[Dataset entries]
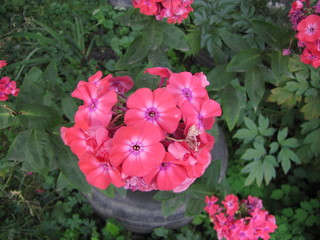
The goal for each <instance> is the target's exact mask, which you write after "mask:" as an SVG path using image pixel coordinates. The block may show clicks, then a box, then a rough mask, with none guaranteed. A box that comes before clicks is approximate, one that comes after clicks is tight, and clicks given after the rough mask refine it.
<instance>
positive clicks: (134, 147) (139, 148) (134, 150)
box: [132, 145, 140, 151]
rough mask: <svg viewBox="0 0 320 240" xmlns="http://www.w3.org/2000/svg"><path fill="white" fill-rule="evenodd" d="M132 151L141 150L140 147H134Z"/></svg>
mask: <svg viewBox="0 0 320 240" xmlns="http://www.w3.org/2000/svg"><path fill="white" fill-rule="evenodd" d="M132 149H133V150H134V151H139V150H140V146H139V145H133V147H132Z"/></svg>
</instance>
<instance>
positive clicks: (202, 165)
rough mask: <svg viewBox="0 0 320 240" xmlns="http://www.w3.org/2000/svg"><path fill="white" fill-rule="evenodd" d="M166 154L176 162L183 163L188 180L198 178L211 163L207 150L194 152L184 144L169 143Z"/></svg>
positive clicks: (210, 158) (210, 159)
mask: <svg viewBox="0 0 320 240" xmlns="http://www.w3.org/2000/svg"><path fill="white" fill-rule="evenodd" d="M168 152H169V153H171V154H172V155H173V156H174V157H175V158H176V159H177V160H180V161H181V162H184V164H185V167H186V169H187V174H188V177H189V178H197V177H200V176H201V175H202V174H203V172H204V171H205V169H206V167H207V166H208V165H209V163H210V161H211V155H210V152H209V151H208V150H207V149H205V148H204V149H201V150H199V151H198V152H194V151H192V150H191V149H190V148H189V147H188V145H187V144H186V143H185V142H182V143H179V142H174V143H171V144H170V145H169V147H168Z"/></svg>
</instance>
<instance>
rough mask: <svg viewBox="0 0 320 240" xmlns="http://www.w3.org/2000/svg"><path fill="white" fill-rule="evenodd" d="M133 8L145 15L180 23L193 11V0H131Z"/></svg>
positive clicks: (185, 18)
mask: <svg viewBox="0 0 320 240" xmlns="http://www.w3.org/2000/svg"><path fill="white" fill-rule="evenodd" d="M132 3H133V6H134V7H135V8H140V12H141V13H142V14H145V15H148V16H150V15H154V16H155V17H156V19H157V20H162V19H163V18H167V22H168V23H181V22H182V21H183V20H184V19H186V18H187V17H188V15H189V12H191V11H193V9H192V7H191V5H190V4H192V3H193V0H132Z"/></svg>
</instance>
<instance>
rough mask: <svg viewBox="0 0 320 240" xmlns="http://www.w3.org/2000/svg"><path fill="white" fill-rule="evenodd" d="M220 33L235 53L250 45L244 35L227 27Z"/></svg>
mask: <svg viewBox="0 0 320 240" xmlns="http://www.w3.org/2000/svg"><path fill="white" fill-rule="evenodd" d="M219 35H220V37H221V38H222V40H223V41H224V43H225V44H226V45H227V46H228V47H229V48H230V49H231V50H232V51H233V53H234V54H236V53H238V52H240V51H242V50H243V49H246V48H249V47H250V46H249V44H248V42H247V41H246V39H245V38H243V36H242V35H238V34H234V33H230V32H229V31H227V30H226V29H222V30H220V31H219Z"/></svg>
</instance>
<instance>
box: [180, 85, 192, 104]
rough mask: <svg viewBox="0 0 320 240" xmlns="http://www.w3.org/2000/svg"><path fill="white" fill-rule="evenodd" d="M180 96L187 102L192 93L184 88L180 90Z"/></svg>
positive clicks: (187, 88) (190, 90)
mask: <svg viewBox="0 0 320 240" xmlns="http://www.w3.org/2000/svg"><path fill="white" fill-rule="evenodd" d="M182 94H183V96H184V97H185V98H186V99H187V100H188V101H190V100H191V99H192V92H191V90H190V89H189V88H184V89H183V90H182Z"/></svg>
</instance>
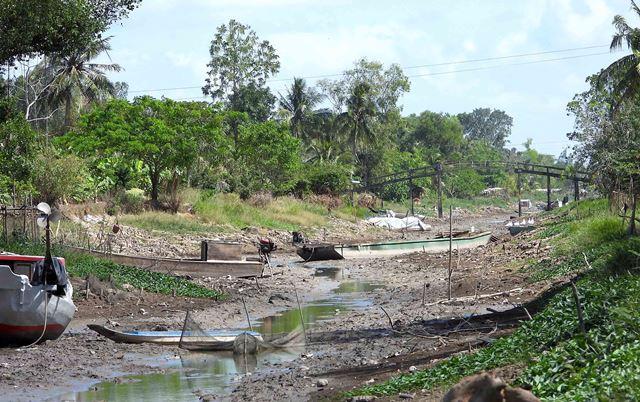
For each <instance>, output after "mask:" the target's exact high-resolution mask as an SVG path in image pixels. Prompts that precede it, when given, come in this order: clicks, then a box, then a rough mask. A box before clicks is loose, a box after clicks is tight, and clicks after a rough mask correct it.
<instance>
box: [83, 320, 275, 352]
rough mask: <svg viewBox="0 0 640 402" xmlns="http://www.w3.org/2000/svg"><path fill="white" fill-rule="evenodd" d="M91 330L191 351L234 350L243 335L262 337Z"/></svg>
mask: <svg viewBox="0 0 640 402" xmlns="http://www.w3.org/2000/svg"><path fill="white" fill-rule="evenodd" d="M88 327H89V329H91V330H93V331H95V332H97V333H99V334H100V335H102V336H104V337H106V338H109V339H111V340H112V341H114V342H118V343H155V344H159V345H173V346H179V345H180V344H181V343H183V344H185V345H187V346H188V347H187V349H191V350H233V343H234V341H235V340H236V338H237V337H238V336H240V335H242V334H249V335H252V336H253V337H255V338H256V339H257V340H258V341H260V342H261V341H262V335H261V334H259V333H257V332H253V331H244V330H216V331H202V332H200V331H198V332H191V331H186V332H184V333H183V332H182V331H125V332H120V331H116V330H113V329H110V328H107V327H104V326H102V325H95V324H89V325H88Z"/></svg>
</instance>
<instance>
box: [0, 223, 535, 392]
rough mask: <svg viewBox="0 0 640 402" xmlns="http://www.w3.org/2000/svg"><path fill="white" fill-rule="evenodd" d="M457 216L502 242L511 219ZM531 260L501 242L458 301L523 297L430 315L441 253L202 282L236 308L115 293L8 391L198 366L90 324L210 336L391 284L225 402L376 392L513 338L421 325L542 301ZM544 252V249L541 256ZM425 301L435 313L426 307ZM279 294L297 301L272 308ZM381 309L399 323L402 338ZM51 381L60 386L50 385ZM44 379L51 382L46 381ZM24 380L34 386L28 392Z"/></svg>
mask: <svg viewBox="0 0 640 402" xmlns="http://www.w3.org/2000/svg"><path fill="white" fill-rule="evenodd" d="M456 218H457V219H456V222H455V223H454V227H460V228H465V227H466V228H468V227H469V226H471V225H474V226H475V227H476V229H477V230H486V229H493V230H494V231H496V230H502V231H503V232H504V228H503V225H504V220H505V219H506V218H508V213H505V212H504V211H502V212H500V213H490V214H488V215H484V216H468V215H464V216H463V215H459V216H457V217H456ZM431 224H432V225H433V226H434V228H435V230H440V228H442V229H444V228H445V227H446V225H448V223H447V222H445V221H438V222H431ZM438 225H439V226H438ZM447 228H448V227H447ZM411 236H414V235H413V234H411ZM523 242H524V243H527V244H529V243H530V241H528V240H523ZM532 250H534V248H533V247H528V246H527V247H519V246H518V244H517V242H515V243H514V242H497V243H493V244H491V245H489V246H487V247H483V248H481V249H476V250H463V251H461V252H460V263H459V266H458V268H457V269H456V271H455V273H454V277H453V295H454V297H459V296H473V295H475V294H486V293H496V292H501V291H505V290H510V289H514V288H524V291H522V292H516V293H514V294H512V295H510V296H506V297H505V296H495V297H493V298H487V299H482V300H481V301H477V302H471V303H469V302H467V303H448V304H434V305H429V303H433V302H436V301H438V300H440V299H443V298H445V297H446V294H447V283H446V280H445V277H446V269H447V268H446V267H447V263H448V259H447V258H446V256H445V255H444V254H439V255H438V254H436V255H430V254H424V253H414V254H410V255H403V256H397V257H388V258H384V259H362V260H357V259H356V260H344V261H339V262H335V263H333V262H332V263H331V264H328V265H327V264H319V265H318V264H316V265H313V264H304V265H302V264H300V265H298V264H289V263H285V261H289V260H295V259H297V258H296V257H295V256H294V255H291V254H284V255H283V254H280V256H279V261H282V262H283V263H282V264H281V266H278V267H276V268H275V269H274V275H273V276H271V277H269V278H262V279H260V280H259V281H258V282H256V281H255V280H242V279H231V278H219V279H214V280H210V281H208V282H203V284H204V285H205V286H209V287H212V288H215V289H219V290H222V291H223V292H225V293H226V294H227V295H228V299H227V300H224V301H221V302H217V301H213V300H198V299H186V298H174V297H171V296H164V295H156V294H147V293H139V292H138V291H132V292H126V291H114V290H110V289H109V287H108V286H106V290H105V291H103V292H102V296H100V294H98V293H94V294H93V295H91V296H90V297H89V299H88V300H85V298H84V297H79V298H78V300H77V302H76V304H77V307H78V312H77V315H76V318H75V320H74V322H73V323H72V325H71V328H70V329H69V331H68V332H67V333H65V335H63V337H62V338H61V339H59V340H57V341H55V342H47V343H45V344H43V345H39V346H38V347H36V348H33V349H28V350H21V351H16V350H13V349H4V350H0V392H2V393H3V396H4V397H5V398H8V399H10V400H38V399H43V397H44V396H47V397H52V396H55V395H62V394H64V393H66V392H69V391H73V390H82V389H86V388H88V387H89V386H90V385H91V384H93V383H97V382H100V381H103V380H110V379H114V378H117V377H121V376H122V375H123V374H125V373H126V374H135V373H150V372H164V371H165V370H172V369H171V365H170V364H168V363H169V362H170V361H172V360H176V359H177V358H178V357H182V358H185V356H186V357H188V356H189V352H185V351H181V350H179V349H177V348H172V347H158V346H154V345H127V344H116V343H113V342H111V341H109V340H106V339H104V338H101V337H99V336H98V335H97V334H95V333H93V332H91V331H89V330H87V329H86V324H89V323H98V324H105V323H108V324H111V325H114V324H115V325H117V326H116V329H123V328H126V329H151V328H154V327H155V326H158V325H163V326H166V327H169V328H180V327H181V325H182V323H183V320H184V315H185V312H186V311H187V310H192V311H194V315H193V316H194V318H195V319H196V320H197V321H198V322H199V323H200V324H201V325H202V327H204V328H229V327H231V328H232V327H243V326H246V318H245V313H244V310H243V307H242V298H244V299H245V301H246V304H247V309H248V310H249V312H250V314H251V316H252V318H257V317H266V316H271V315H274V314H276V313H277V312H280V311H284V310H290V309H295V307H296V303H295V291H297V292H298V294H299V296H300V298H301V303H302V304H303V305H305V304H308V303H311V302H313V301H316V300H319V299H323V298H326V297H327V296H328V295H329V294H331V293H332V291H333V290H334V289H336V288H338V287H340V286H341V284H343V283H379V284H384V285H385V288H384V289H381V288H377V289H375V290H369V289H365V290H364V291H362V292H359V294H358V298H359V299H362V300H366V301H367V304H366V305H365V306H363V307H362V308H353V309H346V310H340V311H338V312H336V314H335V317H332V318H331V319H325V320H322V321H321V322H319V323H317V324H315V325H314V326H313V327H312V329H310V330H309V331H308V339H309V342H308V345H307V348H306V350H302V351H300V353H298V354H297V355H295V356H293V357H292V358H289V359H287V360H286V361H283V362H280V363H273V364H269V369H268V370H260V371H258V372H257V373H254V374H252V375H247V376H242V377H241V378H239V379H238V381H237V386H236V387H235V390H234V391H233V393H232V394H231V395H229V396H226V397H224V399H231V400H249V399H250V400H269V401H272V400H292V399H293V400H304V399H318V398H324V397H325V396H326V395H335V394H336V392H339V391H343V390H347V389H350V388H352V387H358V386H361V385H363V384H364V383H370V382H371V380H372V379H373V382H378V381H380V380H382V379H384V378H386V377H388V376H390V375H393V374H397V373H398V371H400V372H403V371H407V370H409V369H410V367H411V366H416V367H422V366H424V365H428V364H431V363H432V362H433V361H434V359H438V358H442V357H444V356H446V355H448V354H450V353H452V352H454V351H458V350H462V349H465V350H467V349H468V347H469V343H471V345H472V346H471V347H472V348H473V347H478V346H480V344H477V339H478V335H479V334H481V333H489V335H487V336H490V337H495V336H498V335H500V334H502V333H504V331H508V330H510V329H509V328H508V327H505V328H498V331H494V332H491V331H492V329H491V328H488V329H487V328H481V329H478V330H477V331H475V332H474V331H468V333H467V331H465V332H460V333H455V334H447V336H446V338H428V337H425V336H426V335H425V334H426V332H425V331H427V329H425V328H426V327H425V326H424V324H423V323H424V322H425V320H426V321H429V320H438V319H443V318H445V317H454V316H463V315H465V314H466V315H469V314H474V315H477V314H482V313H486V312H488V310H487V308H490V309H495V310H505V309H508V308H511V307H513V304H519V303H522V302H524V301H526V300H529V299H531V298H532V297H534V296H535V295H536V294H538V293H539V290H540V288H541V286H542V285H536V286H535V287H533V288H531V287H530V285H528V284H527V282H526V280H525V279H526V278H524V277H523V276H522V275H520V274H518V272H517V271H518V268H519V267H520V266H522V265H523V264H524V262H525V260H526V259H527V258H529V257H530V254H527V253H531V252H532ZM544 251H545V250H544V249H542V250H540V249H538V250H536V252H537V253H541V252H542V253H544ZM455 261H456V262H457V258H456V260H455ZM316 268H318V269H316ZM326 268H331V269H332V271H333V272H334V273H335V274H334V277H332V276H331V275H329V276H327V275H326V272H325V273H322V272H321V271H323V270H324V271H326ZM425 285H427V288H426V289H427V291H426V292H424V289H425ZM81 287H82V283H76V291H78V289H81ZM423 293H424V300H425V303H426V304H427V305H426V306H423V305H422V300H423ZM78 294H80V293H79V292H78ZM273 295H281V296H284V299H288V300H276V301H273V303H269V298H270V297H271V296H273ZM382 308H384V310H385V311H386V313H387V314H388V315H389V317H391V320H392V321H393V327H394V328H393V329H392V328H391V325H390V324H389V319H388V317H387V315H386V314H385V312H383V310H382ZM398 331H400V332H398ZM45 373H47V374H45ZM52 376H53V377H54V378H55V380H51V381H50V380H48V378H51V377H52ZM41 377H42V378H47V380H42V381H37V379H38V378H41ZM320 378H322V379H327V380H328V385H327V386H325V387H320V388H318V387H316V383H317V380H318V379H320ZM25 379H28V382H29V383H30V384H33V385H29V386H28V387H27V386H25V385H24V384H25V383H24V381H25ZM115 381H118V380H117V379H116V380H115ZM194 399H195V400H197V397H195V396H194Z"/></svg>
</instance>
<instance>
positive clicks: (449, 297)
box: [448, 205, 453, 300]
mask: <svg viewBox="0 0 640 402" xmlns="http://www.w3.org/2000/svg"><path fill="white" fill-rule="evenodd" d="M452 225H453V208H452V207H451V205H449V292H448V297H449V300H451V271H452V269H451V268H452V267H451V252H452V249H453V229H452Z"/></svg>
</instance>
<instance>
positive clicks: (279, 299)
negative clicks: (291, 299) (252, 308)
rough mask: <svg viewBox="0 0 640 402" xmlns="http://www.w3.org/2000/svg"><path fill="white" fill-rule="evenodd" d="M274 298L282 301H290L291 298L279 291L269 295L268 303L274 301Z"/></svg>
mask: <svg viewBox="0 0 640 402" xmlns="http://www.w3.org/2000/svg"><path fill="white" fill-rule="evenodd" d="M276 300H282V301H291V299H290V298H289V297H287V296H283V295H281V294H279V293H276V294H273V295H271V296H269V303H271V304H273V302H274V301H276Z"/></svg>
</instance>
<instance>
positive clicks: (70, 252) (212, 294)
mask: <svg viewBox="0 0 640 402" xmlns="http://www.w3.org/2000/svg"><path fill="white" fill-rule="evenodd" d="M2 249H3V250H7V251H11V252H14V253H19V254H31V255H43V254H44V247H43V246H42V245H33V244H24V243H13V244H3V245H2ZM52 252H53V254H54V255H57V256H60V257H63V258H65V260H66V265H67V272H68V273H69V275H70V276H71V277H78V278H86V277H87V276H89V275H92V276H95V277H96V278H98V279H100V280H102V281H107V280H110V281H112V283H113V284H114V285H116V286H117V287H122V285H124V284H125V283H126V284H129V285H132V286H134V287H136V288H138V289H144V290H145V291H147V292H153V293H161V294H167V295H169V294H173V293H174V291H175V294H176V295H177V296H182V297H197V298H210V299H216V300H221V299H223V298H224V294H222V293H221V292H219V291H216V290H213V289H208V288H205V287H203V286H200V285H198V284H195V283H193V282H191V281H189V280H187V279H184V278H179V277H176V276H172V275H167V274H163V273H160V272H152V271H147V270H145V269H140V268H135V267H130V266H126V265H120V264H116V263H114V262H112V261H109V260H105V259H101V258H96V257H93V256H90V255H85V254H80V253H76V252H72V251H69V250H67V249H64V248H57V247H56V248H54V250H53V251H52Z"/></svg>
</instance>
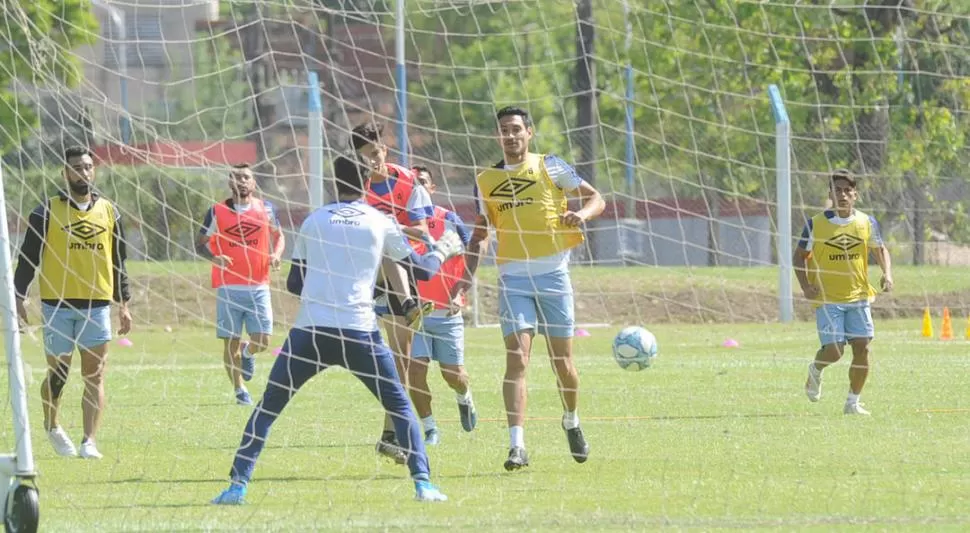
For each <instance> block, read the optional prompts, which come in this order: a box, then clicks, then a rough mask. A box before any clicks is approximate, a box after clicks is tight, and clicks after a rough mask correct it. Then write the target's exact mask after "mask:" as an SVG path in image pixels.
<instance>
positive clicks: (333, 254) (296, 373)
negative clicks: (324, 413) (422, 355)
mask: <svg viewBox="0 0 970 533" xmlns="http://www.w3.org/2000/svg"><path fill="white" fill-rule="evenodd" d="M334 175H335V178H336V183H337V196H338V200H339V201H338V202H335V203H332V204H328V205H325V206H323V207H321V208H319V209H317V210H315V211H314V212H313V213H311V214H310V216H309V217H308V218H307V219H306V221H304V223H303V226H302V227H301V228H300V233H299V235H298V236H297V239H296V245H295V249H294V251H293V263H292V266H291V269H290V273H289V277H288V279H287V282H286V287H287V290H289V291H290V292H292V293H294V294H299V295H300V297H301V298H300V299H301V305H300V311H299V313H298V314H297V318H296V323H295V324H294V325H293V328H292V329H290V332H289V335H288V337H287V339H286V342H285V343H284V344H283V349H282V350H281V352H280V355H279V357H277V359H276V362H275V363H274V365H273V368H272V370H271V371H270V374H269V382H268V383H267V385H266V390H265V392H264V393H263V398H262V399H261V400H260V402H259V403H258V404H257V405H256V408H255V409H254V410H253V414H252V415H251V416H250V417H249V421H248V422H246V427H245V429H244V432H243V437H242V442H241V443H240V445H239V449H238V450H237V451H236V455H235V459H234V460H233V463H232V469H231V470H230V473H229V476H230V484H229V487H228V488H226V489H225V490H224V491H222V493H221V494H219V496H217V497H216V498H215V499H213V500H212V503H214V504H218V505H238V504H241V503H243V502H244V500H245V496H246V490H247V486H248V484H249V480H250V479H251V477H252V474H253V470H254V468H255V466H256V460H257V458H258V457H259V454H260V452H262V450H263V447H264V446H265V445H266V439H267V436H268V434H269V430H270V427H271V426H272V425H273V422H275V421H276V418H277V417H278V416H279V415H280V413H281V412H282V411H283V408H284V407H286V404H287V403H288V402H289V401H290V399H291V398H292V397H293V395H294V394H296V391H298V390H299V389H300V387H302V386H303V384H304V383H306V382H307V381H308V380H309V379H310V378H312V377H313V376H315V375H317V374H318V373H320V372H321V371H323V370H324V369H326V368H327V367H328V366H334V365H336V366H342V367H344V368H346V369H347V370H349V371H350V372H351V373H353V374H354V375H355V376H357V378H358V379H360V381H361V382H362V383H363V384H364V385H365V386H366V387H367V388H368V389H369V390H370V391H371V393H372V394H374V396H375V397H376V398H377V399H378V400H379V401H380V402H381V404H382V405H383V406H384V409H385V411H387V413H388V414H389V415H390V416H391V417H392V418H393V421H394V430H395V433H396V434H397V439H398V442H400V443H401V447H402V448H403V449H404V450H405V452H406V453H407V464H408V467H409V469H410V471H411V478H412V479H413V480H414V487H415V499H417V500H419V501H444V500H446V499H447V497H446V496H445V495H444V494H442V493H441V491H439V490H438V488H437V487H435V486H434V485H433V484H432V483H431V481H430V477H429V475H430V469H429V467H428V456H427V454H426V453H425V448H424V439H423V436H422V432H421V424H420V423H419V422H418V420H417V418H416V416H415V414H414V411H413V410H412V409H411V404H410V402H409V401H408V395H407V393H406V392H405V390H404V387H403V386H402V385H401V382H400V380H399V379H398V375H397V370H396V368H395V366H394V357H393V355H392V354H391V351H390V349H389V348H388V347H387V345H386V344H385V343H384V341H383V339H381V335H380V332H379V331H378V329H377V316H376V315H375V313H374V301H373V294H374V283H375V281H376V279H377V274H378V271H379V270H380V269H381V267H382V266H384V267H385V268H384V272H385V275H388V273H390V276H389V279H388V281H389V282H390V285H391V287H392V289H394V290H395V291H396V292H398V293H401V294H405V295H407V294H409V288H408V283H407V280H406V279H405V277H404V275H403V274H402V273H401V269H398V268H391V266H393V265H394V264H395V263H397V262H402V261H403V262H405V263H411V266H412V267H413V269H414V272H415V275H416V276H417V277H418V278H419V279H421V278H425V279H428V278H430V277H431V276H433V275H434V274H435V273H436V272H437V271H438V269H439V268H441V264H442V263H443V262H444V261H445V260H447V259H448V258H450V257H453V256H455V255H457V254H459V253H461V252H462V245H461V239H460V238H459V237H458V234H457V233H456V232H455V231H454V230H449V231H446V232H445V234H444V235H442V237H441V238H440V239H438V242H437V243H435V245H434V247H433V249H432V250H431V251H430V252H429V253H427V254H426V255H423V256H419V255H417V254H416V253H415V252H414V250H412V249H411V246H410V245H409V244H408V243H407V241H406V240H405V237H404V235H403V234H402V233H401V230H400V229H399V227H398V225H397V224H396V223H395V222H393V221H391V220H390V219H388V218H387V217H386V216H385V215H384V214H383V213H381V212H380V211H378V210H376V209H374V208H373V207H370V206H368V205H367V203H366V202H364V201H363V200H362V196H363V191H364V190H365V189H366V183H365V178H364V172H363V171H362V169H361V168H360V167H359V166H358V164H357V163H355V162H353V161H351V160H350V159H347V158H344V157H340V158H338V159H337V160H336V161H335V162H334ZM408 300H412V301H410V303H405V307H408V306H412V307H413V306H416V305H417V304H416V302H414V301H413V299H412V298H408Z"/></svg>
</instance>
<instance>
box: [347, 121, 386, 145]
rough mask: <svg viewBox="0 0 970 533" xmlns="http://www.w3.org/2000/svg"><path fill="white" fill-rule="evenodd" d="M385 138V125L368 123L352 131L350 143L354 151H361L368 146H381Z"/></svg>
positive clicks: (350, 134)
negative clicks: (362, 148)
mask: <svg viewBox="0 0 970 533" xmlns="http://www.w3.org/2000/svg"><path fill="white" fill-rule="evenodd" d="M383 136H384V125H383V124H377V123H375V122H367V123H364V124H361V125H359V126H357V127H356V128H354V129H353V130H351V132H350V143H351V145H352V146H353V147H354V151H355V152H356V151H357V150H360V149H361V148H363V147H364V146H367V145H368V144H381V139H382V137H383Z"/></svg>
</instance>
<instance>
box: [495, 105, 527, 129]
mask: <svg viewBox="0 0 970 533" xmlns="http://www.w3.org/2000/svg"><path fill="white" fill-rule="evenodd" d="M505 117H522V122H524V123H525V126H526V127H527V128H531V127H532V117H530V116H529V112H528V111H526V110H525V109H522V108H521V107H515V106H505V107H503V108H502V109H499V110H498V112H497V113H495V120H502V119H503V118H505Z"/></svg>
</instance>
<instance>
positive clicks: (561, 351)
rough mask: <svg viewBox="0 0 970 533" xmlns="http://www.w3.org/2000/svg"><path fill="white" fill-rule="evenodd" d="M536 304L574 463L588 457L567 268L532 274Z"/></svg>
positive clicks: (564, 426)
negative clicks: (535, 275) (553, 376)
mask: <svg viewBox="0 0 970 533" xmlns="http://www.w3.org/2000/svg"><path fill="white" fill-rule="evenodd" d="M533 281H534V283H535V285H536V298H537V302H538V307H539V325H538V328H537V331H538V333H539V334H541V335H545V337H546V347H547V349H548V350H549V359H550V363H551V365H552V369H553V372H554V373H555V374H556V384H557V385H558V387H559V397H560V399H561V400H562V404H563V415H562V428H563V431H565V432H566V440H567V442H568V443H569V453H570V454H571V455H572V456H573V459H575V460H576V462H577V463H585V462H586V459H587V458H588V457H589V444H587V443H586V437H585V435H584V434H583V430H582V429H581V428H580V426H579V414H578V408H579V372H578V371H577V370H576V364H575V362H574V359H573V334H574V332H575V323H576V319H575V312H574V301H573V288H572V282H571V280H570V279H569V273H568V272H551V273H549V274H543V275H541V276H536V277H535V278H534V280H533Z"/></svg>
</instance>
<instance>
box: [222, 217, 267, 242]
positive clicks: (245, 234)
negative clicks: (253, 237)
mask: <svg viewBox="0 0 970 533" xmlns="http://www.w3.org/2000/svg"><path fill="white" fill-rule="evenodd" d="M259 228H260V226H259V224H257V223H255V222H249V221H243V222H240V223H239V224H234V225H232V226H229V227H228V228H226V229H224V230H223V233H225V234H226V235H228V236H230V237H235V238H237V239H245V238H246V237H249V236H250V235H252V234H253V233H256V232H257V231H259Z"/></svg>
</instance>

** Task requirements **
Render the lines of the listing from the one containing "negative clicks: (362, 148)" through the one containing "positive clicks: (564, 426)" as a JSON list of strings, one string per line, with any blank lines omitted.

** Task answer **
[
  "negative clicks: (362, 148)",
  "mask: <svg viewBox=\"0 0 970 533\" xmlns=\"http://www.w3.org/2000/svg\"><path fill=\"white\" fill-rule=\"evenodd\" d=\"M383 136H384V125H383V124H377V123H375V122H367V123H364V124H361V125H359V126H357V127H356V128H354V129H353V130H351V132H350V143H351V145H352V146H353V147H354V151H355V152H356V151H357V150H360V149H361V148H363V147H364V146H367V145H368V144H381V139H382V137H383Z\"/></svg>",
  "</instance>",
  "<instance>",
  "box: [495, 105, 527, 129]",
  "mask: <svg viewBox=\"0 0 970 533\" xmlns=\"http://www.w3.org/2000/svg\"><path fill=\"white\" fill-rule=\"evenodd\" d=\"M505 117H522V122H524V123H525V126H526V127H527V128H531V127H532V117H530V116H529V112H528V111H526V110H525V109H522V108H521V107H515V106H505V107H503V108H502V109H499V110H498V112H497V113H495V120H502V119H503V118H505Z\"/></svg>",
  "</instance>",
  "<instance>",
  "positive clicks: (561, 351)",
  "rough mask: <svg viewBox=\"0 0 970 533\" xmlns=\"http://www.w3.org/2000/svg\"><path fill=\"white\" fill-rule=\"evenodd\" d=\"M536 304L574 463L588 457L567 268L532 274Z\"/></svg>",
  "positive clicks: (564, 426)"
]